# Material for this exercise:

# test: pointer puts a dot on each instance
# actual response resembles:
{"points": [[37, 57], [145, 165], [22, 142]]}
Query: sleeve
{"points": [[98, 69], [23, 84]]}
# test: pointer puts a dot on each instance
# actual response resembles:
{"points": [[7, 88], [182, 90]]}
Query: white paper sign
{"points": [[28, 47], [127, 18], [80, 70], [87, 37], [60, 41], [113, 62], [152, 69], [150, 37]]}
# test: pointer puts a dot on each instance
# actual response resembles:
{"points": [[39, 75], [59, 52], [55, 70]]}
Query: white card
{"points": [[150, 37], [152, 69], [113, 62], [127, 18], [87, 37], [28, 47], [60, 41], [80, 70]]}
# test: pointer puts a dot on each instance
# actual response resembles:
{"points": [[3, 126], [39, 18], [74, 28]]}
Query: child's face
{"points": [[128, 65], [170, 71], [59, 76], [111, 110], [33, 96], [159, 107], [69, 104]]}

# What needs to be done:
Turn every line of the items above into a numbered list, omitting any blank lines.

# Response below:
1. # test: pointer puts a dot on each instance
2. # actual response resembles:
3. {"points": [[37, 57], [145, 165], [22, 142]]}
4. Query: sleeve
5. {"points": [[98, 69], [23, 84]]}
6. # test: pointer puts a dot on each instance
7. # actual response resembles:
8. {"points": [[7, 88], [182, 90]]}
9. Query: white paper sign
10. {"points": [[28, 47], [127, 18], [80, 70], [87, 37], [60, 41], [113, 62], [152, 69], [150, 37]]}
11. # test: pointer puts a dot on each instance
12. # actual response resembles:
13. {"points": [[39, 75], [59, 52], [55, 70]]}
14. Query: white card
15. {"points": [[150, 37], [152, 69], [113, 62], [127, 18], [87, 37], [28, 47], [60, 41], [80, 70]]}
16. # test: pointer puts a dot on each instance
17. # actual response resembles:
18. {"points": [[3, 126], [39, 18], [74, 28]]}
19. Query: child's face
20. {"points": [[128, 65], [170, 71], [59, 76], [111, 110], [33, 96], [159, 107], [69, 104]]}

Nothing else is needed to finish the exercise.